READING PASSAGE.
Profiling onnxruntime#

After the profiling comes the analyze. Here are two kinds. Both profiling are made on the following model.

<<<

import numpy as np
from onnx import TensorProto
from onnx.checker import check_model
from onnx.helper import (
    make_model,
    make_graph,
    make_node,
    make_opsetid,
    make_tensor_value_info,
)
from onnx.numpy_helper import from_array
from onnx_array_api.plotting.text_plot import onnx_simple_text_plot


def get_model():
    model_def0 = make_model(
        make_graph(
            [
                make_node("Add", ["X", "init1"], ["X1"]),
                make_node("Abs", ["X"], ["X2"]),
                make_node("Add", ["X", "init3"], ["inter"]),
                make_node("Mul", ["X1", "inter"], ["Xm"]),
                make_node("Sub", ["X2", "Xm"], ["final"]),
            ],
            "test",
            [make_tensor_value_info("X", TensorProto.FLOAT, [None])],
            [make_tensor_value_info("final", TensorProto.FLOAT, [None])],
            [
                from_array(np.array([1], dtype=np.float32), name="init1"),
                from_array(np.array([3], dtype=np.float32), name="init3"),
            ],
        ),
        opset_imports=[make_opsetid("", 18)],
    )
    check_model(model_def0)
    return model_def0


print(onnx_simple_text_plot(get_model()))

>>>

    opset: domain='' version=18
    input: name='X' type=dtype('float32') shape=['']
    init: name='init1' type=dtype('float32') shape=(1,) -- array([1.], dtype=float32)

REQUIRED ACTIONS.
1 – In the onnxruntime profiling page, which node type produces the output named "final"?
2 – Rewrite the part of the listing that opens with the line containing "Where can the dry" and closes with the line containing "point(140, 136)", substituting "pin" for "marker" and changing nothing else. Give only those lines.

EXERCISE INPUTS.

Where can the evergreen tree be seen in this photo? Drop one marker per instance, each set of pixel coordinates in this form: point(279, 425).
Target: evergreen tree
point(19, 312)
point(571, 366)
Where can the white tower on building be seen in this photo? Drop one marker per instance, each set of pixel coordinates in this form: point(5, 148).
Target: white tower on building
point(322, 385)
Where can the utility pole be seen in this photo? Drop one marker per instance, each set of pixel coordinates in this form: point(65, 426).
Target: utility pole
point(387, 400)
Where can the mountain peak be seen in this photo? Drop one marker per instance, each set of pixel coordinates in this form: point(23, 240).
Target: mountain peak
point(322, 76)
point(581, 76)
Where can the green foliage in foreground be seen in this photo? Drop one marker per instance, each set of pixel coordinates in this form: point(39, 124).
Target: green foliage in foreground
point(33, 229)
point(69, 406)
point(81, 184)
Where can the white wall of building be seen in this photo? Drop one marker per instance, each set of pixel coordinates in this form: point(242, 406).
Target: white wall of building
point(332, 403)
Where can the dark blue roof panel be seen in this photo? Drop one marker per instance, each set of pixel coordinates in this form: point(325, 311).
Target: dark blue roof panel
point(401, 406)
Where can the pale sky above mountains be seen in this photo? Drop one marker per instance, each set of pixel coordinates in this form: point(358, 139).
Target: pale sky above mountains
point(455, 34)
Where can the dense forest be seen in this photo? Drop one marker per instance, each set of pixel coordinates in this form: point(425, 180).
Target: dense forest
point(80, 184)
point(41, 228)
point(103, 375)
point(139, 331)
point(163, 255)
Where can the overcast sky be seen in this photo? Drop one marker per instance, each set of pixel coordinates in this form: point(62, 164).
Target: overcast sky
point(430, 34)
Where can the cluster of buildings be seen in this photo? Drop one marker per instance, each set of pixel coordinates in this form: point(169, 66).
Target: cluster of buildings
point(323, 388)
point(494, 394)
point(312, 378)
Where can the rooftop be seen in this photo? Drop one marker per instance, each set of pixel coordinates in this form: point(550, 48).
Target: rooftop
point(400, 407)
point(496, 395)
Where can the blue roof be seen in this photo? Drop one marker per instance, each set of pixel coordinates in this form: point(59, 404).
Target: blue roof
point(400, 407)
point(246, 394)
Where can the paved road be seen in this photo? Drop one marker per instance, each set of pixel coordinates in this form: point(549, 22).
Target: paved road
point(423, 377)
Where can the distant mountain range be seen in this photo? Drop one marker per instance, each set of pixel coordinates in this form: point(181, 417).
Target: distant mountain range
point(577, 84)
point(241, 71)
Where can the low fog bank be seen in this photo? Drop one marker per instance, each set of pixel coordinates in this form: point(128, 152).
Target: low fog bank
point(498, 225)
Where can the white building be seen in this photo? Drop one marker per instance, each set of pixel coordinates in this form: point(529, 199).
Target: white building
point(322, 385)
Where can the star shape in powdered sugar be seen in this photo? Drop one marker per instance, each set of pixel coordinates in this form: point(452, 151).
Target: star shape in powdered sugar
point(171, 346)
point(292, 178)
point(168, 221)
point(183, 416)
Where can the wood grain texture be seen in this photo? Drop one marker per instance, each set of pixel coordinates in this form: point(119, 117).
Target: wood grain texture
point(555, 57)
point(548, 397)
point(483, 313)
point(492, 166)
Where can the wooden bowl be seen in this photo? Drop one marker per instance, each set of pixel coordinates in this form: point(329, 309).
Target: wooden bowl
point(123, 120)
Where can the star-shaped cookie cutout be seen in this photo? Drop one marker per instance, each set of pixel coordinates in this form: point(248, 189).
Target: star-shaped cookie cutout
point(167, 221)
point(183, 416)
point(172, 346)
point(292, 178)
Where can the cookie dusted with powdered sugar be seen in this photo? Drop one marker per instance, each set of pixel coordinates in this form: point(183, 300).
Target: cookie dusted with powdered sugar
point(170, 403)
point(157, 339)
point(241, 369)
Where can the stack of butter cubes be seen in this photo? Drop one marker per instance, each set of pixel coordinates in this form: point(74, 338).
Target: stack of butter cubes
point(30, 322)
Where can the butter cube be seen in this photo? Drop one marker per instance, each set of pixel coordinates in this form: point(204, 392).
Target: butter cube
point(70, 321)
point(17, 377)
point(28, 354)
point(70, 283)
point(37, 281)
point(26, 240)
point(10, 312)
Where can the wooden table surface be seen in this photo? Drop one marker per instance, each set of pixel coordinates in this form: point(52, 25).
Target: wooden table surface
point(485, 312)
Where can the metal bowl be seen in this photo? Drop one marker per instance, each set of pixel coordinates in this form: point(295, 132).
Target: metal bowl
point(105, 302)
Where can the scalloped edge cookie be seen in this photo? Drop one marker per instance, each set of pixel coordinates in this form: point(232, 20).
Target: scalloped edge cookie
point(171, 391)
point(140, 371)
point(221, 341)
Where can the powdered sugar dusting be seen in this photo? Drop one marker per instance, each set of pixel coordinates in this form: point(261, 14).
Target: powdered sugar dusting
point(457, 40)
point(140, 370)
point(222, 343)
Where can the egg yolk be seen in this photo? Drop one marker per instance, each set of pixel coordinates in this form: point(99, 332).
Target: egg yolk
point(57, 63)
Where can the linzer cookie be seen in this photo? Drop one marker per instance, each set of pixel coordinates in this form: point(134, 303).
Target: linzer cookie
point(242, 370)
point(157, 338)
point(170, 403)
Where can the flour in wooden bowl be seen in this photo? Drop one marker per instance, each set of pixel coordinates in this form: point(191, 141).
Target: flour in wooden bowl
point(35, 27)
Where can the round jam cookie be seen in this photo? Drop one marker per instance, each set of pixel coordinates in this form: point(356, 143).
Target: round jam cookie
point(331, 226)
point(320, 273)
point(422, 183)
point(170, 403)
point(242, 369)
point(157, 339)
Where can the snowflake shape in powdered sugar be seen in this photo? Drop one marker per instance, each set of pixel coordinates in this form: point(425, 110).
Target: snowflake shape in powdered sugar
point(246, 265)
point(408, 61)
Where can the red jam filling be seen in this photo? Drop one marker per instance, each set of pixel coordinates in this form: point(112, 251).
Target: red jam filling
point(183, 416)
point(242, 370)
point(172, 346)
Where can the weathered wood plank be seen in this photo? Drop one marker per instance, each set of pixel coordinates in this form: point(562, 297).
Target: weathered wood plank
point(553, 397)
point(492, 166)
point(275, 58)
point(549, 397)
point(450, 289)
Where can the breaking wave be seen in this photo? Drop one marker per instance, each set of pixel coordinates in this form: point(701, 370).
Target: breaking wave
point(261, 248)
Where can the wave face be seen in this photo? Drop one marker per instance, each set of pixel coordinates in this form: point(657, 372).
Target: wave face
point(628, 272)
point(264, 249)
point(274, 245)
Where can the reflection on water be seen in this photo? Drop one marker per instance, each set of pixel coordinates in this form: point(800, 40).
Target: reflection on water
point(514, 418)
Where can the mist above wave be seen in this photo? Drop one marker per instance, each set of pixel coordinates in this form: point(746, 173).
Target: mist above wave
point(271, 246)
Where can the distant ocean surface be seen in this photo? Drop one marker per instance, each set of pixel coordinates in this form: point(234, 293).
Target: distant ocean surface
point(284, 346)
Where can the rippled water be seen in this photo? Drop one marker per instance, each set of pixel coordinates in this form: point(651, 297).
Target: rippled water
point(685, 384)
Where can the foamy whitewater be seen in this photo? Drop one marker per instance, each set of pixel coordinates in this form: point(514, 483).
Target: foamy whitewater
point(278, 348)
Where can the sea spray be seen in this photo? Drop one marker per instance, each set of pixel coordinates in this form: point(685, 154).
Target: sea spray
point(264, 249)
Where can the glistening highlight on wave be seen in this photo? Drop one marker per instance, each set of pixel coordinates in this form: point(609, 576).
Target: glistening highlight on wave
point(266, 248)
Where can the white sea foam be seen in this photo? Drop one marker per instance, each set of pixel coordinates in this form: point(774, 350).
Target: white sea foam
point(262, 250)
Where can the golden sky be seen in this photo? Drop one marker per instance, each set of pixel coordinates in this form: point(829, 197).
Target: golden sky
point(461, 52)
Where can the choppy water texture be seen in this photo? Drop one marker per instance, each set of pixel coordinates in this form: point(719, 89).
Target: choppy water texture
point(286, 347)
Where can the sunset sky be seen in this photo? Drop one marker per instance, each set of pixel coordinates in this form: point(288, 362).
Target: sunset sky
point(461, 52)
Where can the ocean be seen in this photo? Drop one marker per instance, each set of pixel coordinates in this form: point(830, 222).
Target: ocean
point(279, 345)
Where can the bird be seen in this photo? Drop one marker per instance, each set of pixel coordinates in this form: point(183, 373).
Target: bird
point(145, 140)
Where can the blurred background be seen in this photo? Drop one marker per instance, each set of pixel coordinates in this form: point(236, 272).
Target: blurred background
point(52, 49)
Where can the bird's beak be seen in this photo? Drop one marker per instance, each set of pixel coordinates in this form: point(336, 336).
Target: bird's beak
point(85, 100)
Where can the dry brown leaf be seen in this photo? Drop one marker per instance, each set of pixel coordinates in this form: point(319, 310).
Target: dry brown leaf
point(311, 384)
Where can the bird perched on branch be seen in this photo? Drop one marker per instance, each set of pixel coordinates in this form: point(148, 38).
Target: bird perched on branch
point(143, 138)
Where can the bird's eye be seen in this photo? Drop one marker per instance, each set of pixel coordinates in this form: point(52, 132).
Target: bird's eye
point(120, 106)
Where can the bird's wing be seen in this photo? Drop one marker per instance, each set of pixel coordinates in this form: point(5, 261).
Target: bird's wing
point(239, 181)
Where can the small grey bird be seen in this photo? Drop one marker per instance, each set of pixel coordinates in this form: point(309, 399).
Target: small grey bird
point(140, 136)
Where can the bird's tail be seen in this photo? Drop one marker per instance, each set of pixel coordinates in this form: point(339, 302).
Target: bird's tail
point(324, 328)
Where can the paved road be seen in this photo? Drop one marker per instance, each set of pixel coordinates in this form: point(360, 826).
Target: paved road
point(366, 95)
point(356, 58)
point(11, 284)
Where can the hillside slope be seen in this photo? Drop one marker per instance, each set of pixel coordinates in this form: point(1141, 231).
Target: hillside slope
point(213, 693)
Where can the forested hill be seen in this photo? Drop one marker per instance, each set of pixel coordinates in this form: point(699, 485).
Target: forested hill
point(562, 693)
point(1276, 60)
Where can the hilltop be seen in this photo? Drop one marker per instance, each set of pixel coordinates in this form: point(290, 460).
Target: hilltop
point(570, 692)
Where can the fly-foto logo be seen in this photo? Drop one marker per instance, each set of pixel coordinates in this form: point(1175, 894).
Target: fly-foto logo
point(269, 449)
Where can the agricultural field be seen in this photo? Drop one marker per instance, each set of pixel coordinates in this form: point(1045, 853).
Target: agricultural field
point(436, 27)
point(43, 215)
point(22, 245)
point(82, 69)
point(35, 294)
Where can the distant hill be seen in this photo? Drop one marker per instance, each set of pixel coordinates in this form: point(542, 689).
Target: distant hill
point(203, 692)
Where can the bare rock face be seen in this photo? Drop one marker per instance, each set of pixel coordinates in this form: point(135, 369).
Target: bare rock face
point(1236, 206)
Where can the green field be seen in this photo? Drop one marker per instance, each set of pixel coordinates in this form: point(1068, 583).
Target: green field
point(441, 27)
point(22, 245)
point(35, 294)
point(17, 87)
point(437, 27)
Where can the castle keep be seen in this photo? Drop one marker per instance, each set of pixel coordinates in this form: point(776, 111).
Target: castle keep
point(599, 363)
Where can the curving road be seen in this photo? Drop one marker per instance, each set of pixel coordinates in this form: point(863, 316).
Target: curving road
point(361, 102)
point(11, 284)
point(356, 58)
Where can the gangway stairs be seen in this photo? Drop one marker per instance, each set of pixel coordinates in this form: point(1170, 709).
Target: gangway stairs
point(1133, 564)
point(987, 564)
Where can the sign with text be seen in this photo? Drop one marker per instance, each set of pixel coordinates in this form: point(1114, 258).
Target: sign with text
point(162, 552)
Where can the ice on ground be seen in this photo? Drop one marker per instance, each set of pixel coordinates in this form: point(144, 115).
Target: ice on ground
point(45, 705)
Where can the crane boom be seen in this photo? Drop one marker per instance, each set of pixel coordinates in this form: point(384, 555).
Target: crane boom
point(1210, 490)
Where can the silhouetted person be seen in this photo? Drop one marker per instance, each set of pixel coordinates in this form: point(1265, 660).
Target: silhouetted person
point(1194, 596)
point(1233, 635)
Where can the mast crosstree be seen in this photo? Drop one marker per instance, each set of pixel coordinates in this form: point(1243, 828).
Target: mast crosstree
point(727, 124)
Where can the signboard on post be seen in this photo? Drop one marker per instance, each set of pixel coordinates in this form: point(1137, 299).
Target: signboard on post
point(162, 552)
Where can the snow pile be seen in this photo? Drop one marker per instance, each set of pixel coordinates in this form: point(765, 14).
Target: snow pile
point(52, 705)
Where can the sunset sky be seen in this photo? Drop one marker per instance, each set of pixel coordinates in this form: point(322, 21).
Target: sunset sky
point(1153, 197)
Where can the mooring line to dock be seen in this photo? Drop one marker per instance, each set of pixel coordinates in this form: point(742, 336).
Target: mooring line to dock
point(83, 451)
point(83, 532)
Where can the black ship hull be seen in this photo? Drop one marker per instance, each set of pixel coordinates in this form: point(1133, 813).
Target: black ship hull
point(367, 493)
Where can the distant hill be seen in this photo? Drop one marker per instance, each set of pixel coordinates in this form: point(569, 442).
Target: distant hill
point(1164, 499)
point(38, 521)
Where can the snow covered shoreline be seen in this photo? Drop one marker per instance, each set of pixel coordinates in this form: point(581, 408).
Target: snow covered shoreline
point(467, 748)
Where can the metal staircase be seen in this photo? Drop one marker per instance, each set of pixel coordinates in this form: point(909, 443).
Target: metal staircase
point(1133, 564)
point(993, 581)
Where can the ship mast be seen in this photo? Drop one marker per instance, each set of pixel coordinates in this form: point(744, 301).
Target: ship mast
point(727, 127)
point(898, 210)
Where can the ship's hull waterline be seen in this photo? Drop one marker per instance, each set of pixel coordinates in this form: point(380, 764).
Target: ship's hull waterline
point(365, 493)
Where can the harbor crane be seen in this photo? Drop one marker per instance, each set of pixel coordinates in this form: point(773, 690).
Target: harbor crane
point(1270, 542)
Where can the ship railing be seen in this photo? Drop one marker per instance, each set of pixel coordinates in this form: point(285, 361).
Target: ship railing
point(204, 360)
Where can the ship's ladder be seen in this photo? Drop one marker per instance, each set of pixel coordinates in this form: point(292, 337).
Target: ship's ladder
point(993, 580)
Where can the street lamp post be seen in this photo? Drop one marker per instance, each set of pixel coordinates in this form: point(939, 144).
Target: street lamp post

CORRECT ANSWERS.
1 – A Sub node, which takes X2 and Xm as inputs.

2 –
Where can the dry brown leaf be seen in this photo? Drop one pin per instance, each set of pixel coordinates in this form: point(319, 310).
Target: dry brown leaf
point(311, 384)
Where can the bird perched on branch be seen in this photo? Drop one pin per instance, each set of pixel coordinates in this form: point(148, 38).
Target: bird perched on branch
point(143, 138)
Where can the bird's eye be seen in this photo? Drop one pin per instance, each set of pixel coordinates in this form: point(52, 132).
Target: bird's eye
point(120, 106)
Where can the bird's wing be seen in this photo? Drop one pin per instance, each set of pixel coordinates in this form: point(5, 261).
Target: bird's wing
point(239, 181)
Where can the small grey bird be seen in this photo? Drop one pin per instance, each set of pixel coordinates in this form: point(309, 399).
Target: small grey bird
point(140, 136)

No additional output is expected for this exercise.